Set problem | Please arrange every line of the material below as a Markdown table with the columns "Row" and "Line," numbering the rows and skipping blank lines. Leave the pictures out.

··· Listed records ···

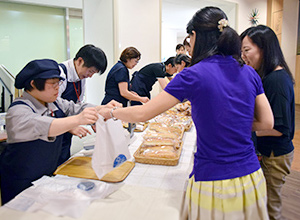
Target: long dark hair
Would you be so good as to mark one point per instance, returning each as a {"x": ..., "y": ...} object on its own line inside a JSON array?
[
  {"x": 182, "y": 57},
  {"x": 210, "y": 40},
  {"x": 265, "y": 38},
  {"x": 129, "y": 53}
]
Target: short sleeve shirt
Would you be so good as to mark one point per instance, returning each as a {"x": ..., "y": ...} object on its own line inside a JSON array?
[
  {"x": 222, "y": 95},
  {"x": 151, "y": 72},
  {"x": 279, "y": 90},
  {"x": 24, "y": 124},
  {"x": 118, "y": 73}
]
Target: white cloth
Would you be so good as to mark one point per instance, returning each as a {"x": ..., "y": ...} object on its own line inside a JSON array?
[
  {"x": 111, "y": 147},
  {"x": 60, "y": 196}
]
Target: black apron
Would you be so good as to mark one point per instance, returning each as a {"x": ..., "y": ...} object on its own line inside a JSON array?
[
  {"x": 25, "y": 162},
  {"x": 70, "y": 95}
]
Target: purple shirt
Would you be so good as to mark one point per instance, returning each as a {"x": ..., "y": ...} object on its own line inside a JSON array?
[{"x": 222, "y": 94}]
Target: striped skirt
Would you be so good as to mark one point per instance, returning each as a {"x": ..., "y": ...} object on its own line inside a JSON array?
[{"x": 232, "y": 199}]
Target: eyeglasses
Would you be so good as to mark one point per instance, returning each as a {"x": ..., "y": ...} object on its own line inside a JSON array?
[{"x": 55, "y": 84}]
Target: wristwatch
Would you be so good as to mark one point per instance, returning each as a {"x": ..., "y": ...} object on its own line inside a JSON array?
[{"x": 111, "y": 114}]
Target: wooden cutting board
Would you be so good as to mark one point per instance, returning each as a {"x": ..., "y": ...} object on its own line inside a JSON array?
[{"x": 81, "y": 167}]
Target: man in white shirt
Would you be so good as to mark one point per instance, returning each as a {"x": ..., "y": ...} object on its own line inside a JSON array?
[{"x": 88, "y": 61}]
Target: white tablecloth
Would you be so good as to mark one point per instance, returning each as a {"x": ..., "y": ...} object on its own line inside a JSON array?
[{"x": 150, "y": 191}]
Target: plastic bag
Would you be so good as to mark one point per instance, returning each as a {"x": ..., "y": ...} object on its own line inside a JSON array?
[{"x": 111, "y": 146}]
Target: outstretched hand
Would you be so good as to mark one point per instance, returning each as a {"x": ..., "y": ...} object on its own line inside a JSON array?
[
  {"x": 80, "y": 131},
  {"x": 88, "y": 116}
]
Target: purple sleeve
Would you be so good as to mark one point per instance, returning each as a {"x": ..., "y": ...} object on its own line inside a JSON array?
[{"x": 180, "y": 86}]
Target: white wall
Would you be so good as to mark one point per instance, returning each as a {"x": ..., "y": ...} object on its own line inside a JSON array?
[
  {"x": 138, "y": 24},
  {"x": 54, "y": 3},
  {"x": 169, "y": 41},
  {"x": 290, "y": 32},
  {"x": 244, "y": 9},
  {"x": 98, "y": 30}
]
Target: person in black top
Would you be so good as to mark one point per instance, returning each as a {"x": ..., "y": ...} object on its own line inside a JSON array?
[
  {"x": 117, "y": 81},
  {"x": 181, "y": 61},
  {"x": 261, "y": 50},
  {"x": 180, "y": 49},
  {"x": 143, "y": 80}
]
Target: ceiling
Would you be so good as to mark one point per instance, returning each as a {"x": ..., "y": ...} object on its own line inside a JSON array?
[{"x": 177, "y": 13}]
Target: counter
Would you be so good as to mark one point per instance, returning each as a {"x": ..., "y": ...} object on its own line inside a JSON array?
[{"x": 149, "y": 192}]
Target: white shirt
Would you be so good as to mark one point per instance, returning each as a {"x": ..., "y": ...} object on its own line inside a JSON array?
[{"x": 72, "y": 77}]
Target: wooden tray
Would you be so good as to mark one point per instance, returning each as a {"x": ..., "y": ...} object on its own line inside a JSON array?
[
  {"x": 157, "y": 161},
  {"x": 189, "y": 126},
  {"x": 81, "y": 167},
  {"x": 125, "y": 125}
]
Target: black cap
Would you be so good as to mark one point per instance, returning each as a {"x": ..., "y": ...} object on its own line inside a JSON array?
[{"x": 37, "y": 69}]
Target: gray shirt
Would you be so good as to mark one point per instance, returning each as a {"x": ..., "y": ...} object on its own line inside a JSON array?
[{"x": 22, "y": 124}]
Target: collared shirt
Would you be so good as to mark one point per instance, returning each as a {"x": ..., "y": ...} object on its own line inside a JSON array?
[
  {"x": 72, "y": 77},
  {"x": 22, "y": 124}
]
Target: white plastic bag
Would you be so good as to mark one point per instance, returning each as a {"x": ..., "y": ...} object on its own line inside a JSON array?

···

Problem solution |
| Row | Line |
|---|---|
| 1 | Target: long dark hair |
| 2 | Would you be so good as to mark one point per instance, returning each as a {"x": ..., "y": ...} object on its own line inside a JSON array? |
| 3 | [ |
| 4 |   {"x": 182, "y": 57}, |
| 5 |   {"x": 210, "y": 40}, |
| 6 |   {"x": 265, "y": 38}, |
| 7 |   {"x": 129, "y": 53} |
| 8 | ] |
| 9 | Target: short sleeve shirt |
| 10 | Would you be so good as to mark one point per instance, returning each as a {"x": ..., "y": ...} object on its own line inside a JSON array? |
| 11 | [ |
| 12 |   {"x": 222, "y": 95}, |
| 13 |   {"x": 151, "y": 72}, |
| 14 |   {"x": 279, "y": 90}, |
| 15 |   {"x": 24, "y": 124}, |
| 16 |   {"x": 118, "y": 73} |
| 17 | ] |
| 18 | Target: white cloth |
| 19 | Would you be so good as to mark one point per instance, returning each as a {"x": ..., "y": ...} object on its own line inside a JSON array? |
| 20 | [ |
| 21 |   {"x": 111, "y": 147}, |
| 22 |   {"x": 60, "y": 196} |
| 23 | ] |
| 24 | Target: black apron |
| 25 | Would you be so good as to mark one point per instance, returning each as a {"x": ..., "y": ...} object on its own line inside a JSON array? |
| 26 | [ |
| 27 |   {"x": 25, "y": 162}, |
| 28 |   {"x": 70, "y": 95} |
| 29 | ] |
| 30 | Target: purple shirt |
| 31 | Would you be so good as to mark one point per instance, returning each as a {"x": ..., "y": ...} object on its own line inside a JSON array? |
| 32 | [{"x": 222, "y": 94}] |
| 33 | Target: striped skirt |
| 34 | Would you be so good as to mark one point per instance, returning each as a {"x": ..., "y": ...} object on its own line inside a JSON array? |
| 35 | [{"x": 232, "y": 199}] |
| 36 | Target: eyeglasses |
| 37 | Would you be so good as to mark one point per instance, returning each as a {"x": ..., "y": ...} object on its own line inside a JSON array? |
| 38 | [{"x": 55, "y": 84}] |
| 39 | Target: wristwatch |
| 40 | Would you be so good as to mark one point per instance, returning each as a {"x": ..., "y": ...} object on its own line inside a JSON array? |
| 41 | [{"x": 111, "y": 114}] |
| 42 | Target: wooden cutting board |
| 43 | Would you be so good as to mark one point per instance, returning each as a {"x": ..., "y": ...} object on its own line inside a JSON array? |
| 44 | [{"x": 81, "y": 167}] |
| 45 | Target: man in white shirt |
| 46 | Would you be so good as to mark one point per instance, returning each as a {"x": ..., "y": ...} object on its own line inside a JSON array? |
| 47 | [{"x": 88, "y": 61}] |
| 48 | Target: white tablecloth |
| 49 | Would you be so good as to mark one point per instance, returning each as a {"x": ..., "y": ...} object on its own line inside a JSON array? |
| 50 | [{"x": 150, "y": 191}] |
| 51 | Target: plastic bag |
| 52 | Would you be so good as to mark one point per instance, returning each as a {"x": ..., "y": ...} object on its own line inside a JSON array? |
| 53 | [{"x": 111, "y": 146}] |
| 54 | Target: outstretched hand |
| 55 | Would you be so good as to mark one point per instance, returning each as a {"x": ..., "y": ...} object on its own line inside a JSON array? |
| 56 | [ |
| 57 |   {"x": 80, "y": 131}, |
| 58 |   {"x": 88, "y": 116} |
| 59 | ] |
| 60 | Target: purple sleeve |
| 61 | Would you be so good as to mark one point per instance, returning each as a {"x": ..., "y": ...} object on its own line inside a JSON array? |
| 62 | [{"x": 180, "y": 86}] |
| 63 | Target: white wall |
| 64 | Would you be so good as to mark one point per instance, returning each as a {"x": ..., "y": ...} object on its own line inside a JSON array? |
| 65 | [ |
| 66 |   {"x": 138, "y": 24}, |
| 67 |   {"x": 54, "y": 3}, |
| 68 |   {"x": 169, "y": 41}, |
| 69 |   {"x": 290, "y": 32}, |
| 70 |   {"x": 244, "y": 9}, |
| 71 |   {"x": 98, "y": 30} |
| 72 | ] |
| 73 | Target: person in black top |
| 74 | Would you be so good as to mark one point per instance, returning each as a {"x": ..., "y": ...} object on its own line inside a JSON array? |
| 75 | [ |
| 76 |   {"x": 117, "y": 81}, |
| 77 |   {"x": 181, "y": 61}, |
| 78 |   {"x": 261, "y": 50}, |
| 79 |   {"x": 180, "y": 49}, |
| 80 |   {"x": 143, "y": 80} |
| 81 | ] |
| 82 | Target: ceiling |
| 83 | Would you be so good as to mark one point per instance, returning each as a {"x": ..., "y": ...} object on its own line inside a JSON array? |
| 84 | [{"x": 177, "y": 13}] |
| 85 | Target: counter |
| 86 | Would you be so good as to mark one point per instance, returning each as a {"x": ..., "y": ...} object on its own line inside a JSON array? |
| 87 | [{"x": 149, "y": 192}] |
| 88 | Target: white shirt |
| 89 | Would you be so good as to mark one point per instance, returning each as a {"x": ..., "y": ...} object on its own line inside a JSON array? |
| 90 | [{"x": 72, "y": 77}] |
| 91 | Target: wooden tray |
| 92 | Would you be so good as to mark one point per instance, returning each as a {"x": ..., "y": ...} object on its own line inside a JSON array? |
| 93 | [ |
| 94 |   {"x": 157, "y": 161}, |
| 95 |   {"x": 189, "y": 126}, |
| 96 |   {"x": 81, "y": 167}, |
| 97 |   {"x": 125, "y": 125} |
| 98 | ] |
| 99 | Target: black cap |
| 100 | Would you be so good as to mark one point per instance, returning each as a {"x": ..., "y": ...} object on its own line inside a JSON array? |
| 101 | [{"x": 37, "y": 69}] |
| 102 | Target: gray shirt |
| 103 | Would you be so good as to mark one point per instance, returning each as a {"x": ..., "y": ...} object on its own line inside a JSON array? |
| 104 | [{"x": 22, "y": 124}] |
| 105 | Target: collared shirt |
| 106 | Would you be so good as to mark one point per instance, returning each as a {"x": ..., "y": ...} object on its own line inside a JSON array? |
| 107 | [ |
| 108 |   {"x": 72, "y": 77}, |
| 109 |   {"x": 22, "y": 124} |
| 110 | ] |
| 111 | Target: white plastic bag |
| 112 | Would you be so good as to mark one point per instance, returning each as a {"x": ..., "y": ...} object on its own line inside a JSON array? |